Your instructions =>
Output exactly the lines that run from the line with "For every instance of the terracotta" to the end of the material, both ends included, and no other lines.

Exercise inputs =>
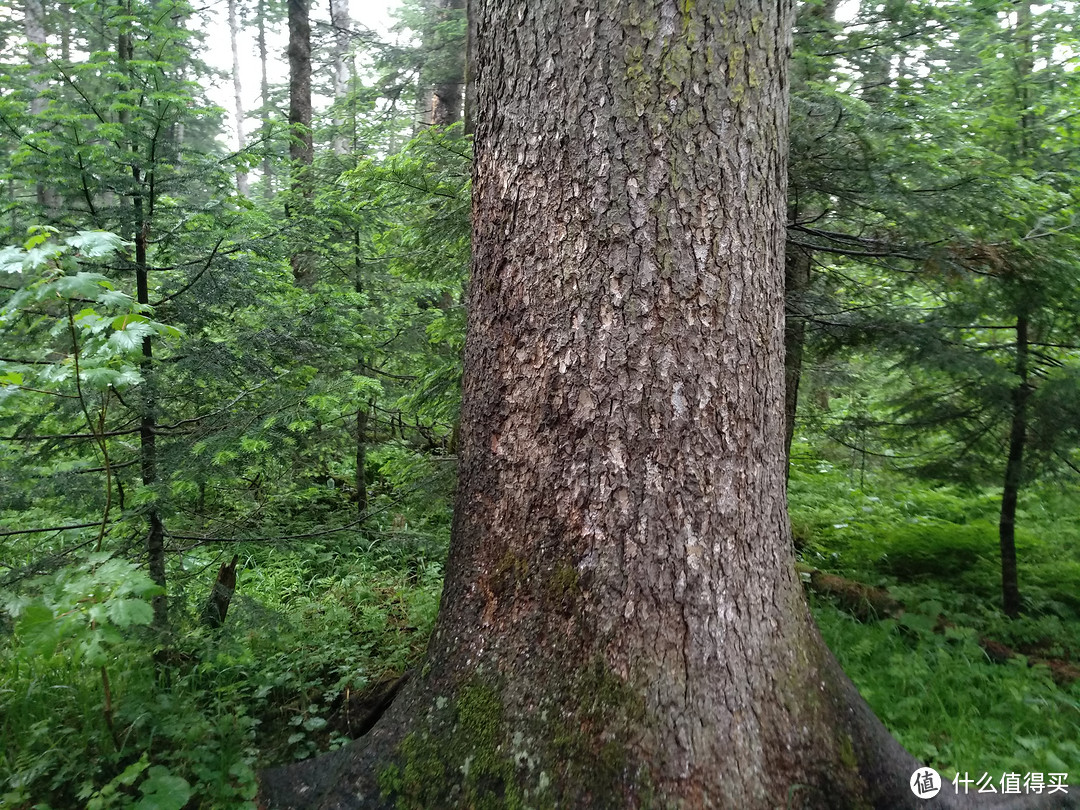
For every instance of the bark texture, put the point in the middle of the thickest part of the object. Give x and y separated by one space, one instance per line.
621 624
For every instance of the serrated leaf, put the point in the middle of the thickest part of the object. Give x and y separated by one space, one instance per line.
163 791
11 260
94 244
125 612
81 285
130 338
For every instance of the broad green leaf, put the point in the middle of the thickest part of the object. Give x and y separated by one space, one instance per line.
11 260
125 612
163 791
95 244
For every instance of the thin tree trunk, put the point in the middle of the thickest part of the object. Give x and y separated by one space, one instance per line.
300 145
1021 394
340 23
447 93
34 22
443 76
148 450
265 93
237 94
1014 474
797 266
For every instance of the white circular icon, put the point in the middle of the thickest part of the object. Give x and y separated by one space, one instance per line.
926 783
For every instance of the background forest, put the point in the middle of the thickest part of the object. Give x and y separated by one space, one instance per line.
230 379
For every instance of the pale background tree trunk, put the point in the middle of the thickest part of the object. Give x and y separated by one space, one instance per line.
300 145
237 95
340 23
34 24
265 94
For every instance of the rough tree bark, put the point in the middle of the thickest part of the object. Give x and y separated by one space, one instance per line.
621 624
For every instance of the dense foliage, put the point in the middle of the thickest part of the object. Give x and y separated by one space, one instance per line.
173 394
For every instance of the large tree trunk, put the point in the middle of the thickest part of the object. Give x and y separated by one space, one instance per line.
621 624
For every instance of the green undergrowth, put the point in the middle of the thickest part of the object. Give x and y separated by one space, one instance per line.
95 712
928 674
949 704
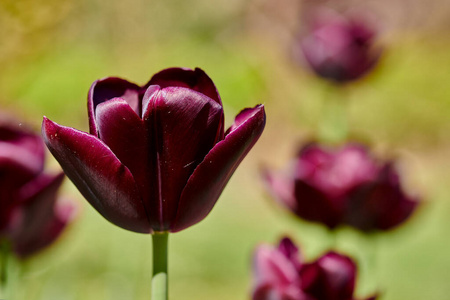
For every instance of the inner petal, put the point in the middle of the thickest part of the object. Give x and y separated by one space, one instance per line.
185 126
124 132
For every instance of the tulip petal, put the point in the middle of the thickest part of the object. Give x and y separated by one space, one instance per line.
100 177
108 88
212 174
123 131
183 126
196 80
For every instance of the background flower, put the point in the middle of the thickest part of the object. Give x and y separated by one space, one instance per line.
31 219
279 273
339 48
342 186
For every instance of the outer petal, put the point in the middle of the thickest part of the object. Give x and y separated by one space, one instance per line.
100 177
210 177
21 159
182 125
20 149
104 89
123 131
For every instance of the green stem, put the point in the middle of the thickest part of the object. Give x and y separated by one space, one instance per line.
160 276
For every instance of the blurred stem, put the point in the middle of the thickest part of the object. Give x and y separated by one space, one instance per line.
160 278
333 126
4 260
371 245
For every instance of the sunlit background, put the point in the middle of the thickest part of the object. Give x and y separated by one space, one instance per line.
51 51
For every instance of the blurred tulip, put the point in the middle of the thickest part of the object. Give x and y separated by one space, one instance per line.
343 186
339 48
30 218
157 157
279 273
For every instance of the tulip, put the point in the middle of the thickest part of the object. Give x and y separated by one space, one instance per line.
342 186
279 273
30 217
157 156
339 48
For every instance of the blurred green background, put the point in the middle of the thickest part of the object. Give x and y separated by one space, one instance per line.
51 51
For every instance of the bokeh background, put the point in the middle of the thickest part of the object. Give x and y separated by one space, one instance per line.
51 51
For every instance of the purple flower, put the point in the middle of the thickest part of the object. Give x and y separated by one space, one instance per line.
30 218
157 157
279 273
339 48
342 186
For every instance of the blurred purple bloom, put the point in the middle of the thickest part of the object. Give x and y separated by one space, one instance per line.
157 157
279 273
30 218
342 186
339 48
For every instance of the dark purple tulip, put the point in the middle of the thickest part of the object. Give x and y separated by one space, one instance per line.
342 186
339 48
157 157
280 274
30 218
380 203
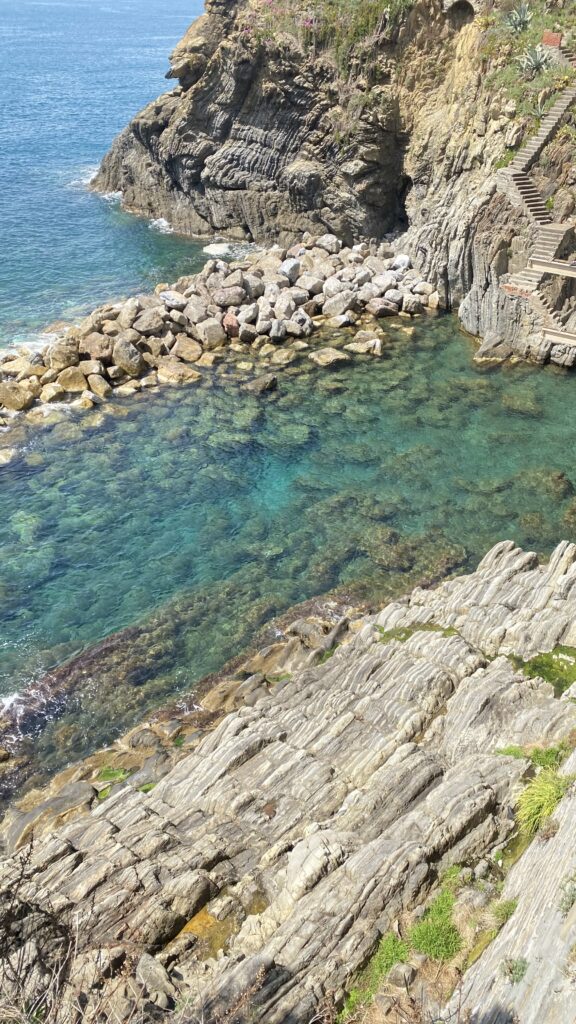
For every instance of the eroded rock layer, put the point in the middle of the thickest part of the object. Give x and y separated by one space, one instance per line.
270 859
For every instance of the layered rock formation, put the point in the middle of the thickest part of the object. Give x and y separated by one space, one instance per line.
259 872
264 137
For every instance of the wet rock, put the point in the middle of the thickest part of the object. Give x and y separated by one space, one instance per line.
127 357
328 356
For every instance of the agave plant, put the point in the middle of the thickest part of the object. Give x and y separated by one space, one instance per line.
519 18
533 60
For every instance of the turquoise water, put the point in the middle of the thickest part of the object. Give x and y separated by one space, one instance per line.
72 75
201 512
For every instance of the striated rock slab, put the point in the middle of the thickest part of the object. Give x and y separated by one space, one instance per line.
272 858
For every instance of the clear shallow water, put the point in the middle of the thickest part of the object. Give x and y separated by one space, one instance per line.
72 75
202 512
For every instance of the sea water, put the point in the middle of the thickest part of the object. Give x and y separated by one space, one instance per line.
198 513
72 75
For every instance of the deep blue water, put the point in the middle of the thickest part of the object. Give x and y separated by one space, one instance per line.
72 75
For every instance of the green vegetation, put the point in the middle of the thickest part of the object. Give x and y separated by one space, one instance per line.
113 774
568 895
511 39
391 950
403 633
437 934
558 667
541 757
337 27
515 969
502 910
539 800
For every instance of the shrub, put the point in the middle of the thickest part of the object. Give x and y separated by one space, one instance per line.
519 18
437 934
539 800
503 910
534 60
515 970
568 895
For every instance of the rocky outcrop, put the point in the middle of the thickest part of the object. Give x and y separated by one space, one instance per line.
265 864
264 306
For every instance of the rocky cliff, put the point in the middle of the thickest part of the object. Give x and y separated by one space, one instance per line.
275 129
255 879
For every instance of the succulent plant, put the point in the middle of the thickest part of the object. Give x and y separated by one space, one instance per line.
519 18
533 60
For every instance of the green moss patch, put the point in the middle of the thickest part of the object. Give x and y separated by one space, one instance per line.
539 800
403 633
113 774
391 950
558 668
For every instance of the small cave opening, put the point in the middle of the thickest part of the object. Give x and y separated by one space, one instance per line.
460 13
404 187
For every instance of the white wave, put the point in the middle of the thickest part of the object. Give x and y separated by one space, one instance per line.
85 176
217 249
162 225
9 700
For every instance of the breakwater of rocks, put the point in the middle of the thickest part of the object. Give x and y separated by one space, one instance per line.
261 311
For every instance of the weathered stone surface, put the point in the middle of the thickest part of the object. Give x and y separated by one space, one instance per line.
14 396
127 357
331 801
171 371
328 356
72 379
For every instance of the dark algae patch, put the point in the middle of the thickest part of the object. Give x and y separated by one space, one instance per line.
558 668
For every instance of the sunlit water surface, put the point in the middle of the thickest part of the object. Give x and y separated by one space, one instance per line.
72 75
207 510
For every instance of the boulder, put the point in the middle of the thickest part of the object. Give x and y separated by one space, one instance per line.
311 283
328 356
72 379
63 353
285 306
225 297
127 357
381 307
52 392
195 309
330 244
98 385
173 300
411 304
340 303
150 322
96 346
211 333
187 349
268 382
171 371
290 268
14 396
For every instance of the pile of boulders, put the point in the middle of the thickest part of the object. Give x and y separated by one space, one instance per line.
264 307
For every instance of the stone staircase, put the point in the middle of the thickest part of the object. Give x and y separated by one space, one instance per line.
518 185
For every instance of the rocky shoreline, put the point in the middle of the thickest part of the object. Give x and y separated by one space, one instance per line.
258 312
310 807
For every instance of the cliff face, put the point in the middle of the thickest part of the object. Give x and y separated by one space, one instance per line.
263 138
255 878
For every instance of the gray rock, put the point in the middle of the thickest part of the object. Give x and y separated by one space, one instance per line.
150 322
291 268
211 333
127 357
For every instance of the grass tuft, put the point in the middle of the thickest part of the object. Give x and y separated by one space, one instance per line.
539 800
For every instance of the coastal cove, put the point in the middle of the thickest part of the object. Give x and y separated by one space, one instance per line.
201 513
65 249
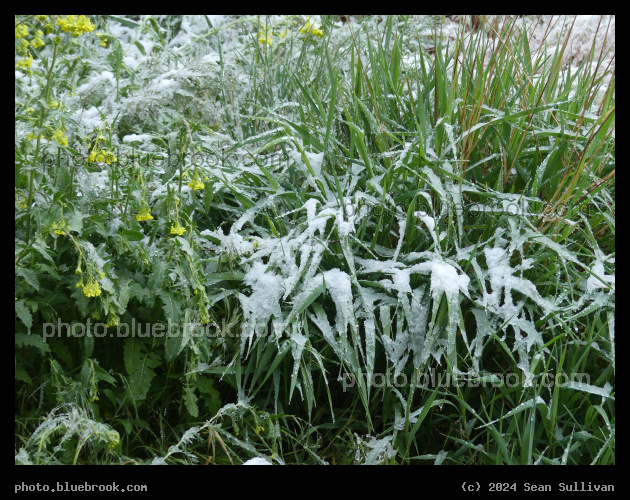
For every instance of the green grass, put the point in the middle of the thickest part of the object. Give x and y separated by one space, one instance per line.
399 129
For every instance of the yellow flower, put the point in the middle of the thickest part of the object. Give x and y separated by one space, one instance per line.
37 42
109 157
92 289
60 227
177 229
265 39
21 31
77 25
26 62
144 213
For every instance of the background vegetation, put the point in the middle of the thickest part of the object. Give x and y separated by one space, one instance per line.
393 204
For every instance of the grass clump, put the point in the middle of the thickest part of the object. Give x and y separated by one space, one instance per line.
391 248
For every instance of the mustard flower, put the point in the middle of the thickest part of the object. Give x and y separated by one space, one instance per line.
264 38
144 213
60 227
21 31
177 229
26 62
77 25
37 41
109 157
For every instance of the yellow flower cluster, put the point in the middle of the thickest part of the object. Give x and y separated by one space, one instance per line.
265 38
60 227
310 28
100 155
77 25
37 41
21 31
177 229
92 289
22 45
26 62
144 213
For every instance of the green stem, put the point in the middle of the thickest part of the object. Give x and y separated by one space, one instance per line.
31 187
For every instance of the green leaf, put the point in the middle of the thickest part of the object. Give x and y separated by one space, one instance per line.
24 314
29 276
190 400
22 339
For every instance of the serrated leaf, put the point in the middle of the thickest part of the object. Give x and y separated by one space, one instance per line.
190 400
24 314
22 339
29 276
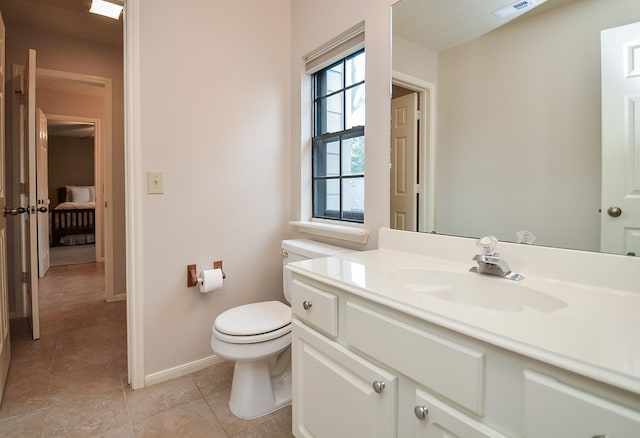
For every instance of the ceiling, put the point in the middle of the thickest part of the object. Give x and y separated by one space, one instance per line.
67 17
442 24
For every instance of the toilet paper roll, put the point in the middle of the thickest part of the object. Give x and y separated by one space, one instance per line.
210 280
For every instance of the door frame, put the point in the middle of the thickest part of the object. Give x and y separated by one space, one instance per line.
426 144
104 172
98 175
133 193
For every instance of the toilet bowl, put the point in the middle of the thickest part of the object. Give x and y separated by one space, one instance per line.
257 337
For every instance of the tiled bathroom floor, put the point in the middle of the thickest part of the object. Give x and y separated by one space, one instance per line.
73 381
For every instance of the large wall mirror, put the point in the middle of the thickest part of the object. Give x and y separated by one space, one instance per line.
519 120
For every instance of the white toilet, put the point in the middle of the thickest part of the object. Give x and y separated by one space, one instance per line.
257 337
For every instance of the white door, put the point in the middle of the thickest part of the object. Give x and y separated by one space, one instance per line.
620 223
42 177
29 244
404 162
5 350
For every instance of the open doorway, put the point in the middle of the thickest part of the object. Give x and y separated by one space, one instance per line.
72 162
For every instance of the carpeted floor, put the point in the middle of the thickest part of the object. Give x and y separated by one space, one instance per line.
71 255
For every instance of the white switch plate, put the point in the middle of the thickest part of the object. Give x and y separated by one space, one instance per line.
155 182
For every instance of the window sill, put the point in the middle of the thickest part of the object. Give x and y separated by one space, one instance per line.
342 232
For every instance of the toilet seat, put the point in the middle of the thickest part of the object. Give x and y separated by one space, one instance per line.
255 322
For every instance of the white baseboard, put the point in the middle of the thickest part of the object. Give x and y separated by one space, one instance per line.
181 370
118 297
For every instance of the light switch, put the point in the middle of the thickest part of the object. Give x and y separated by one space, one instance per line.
155 182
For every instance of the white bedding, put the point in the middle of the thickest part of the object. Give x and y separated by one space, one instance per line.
75 205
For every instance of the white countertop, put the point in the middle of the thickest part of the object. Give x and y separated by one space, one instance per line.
597 333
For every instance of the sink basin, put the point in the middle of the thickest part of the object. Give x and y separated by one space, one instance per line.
476 290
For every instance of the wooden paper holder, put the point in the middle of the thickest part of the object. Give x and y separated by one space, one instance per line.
192 273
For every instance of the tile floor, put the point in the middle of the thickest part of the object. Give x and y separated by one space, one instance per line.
73 381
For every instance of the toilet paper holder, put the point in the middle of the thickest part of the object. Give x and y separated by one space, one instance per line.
192 273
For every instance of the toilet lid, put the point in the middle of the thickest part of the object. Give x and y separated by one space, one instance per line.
253 319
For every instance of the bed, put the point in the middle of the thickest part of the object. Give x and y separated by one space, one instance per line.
72 220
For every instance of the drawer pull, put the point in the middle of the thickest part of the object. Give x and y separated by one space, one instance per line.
421 412
378 386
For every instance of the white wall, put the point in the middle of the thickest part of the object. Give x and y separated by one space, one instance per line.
313 25
215 119
519 135
414 60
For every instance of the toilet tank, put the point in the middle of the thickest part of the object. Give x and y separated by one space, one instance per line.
294 250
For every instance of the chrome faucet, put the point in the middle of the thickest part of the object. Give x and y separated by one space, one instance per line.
490 262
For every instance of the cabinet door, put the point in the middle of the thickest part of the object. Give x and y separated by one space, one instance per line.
553 409
439 420
336 393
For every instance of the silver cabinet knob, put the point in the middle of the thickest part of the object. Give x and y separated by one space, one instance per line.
378 386
421 412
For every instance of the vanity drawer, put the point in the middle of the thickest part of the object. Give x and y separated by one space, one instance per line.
452 370
315 307
554 409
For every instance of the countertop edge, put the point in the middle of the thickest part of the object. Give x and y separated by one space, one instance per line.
622 381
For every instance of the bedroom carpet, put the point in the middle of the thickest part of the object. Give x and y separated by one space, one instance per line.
71 255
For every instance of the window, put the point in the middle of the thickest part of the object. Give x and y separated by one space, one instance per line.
338 140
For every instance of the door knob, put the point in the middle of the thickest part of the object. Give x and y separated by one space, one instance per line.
614 211
14 211
421 412
378 386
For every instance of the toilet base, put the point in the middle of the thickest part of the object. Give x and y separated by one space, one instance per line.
260 387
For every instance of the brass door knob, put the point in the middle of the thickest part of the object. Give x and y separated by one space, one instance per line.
614 211
15 211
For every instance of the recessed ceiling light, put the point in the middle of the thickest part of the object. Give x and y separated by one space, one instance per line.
105 8
517 8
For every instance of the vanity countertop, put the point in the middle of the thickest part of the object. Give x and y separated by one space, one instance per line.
596 334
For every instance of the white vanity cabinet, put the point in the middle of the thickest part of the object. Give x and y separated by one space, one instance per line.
362 368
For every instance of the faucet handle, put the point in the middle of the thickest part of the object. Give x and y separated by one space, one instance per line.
487 244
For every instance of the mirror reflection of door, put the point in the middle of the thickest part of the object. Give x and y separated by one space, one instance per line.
42 189
620 233
405 181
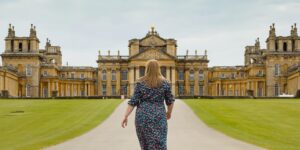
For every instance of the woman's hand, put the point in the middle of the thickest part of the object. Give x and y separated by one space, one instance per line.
124 122
168 115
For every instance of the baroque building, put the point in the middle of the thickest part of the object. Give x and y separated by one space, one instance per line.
29 71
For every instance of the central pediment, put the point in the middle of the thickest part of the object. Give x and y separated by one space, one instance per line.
152 41
152 54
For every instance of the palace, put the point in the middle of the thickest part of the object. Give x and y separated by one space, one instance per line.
29 71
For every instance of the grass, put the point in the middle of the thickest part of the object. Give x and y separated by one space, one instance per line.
272 124
35 124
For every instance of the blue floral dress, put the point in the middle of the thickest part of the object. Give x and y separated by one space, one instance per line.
150 118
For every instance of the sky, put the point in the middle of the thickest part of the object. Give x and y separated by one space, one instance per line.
82 27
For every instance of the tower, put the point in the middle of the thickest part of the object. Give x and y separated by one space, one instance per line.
22 54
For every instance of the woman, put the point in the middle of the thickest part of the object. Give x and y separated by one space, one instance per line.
150 93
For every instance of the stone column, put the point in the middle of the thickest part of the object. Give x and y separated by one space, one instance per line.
173 80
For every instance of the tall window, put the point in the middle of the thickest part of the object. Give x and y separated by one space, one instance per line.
201 90
82 76
181 89
103 89
113 75
163 71
28 70
113 89
142 71
20 47
181 75
277 70
28 90
124 90
191 75
124 74
285 46
276 89
191 89
104 75
72 75
201 75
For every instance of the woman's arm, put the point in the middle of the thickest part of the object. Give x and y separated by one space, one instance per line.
127 113
169 111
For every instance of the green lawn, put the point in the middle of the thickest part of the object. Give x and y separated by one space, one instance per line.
272 124
35 124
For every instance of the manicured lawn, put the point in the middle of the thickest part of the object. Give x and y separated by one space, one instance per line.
35 124
272 124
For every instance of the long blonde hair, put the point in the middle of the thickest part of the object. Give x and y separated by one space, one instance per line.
153 77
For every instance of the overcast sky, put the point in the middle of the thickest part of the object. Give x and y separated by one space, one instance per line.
82 27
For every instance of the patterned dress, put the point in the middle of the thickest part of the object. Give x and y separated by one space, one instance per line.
150 118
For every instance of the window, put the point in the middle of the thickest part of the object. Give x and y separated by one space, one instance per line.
28 70
113 89
103 89
201 90
276 89
277 70
45 73
124 74
113 75
181 89
232 75
72 75
124 90
20 47
201 75
285 46
191 75
181 75
103 75
82 76
222 75
163 71
191 89
142 71
28 90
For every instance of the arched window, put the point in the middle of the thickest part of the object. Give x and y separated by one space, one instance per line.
163 71
285 46
104 75
124 74
277 70
20 47
191 75
142 71
181 75
201 75
276 89
113 75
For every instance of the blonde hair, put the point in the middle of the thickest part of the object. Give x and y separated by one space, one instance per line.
153 77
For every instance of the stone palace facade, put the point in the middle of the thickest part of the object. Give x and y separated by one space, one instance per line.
29 71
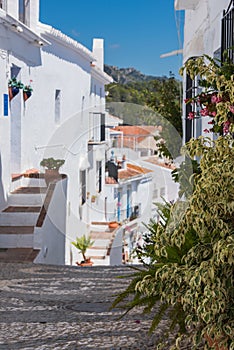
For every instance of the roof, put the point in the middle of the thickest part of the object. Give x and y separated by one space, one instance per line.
155 160
130 172
67 41
134 130
133 134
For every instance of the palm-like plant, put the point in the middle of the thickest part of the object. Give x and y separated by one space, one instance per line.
82 244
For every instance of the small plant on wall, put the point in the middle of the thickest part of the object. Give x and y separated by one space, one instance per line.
82 244
14 87
52 167
27 92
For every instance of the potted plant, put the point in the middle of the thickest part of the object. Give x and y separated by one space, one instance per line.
14 87
27 92
82 244
51 166
113 224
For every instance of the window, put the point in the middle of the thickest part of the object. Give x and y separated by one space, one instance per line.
57 106
155 192
192 127
162 191
99 176
3 4
227 42
82 187
24 11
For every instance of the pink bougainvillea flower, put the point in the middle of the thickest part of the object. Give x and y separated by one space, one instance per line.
204 112
215 99
226 126
191 115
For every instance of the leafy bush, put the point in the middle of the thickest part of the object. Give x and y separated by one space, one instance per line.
191 250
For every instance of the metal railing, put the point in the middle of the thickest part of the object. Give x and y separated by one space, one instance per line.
227 40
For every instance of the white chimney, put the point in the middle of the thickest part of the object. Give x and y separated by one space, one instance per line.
98 51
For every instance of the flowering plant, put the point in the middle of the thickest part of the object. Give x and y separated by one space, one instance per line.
217 98
14 83
27 88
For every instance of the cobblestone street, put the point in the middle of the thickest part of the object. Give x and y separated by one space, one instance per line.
50 307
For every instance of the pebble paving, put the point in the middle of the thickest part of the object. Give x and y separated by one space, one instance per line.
59 307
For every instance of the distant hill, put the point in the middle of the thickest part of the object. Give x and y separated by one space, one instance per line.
128 75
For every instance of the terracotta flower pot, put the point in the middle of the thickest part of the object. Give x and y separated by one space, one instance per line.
26 95
51 175
12 92
113 224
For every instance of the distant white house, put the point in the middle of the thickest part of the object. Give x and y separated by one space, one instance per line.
63 118
208 29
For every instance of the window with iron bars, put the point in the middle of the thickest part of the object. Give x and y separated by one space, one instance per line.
192 127
227 40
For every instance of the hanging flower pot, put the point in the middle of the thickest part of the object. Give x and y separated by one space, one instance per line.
27 92
14 87
12 92
26 95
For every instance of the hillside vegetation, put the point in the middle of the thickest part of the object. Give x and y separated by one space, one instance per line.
160 96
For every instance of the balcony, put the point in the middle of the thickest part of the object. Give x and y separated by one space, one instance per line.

Exercise response =>
For every instance of the terracotta flower pot, put the point in the middle of the thickest part of the object. Give x and y separated by one space, one instance per line.
26 95
51 175
12 92
113 224
For every instance of the distant white house, put the point in the middle of the thickest part of the object. Give x and y separated by one space, one instance per line.
63 118
208 29
For every instance of the window with iron bars, put the point in the middle of the thickest part of the object. Give x and y separated by one space, one instance per line.
192 127
227 40
For every instance of the hanging flower pot, put the point in the middle of the thickest part of the object. Give x and y separated by one space, one instance per line.
27 92
14 87
12 92
26 95
For every instance of the hillside vegetation, put the point in the middle of the thickest part of the object. Give x and y separated by one space, one instance per line.
160 96
For every instance of the balcony, put the point in the middle of the thickest part of the object. Give x and y separated by one space, one instance per line.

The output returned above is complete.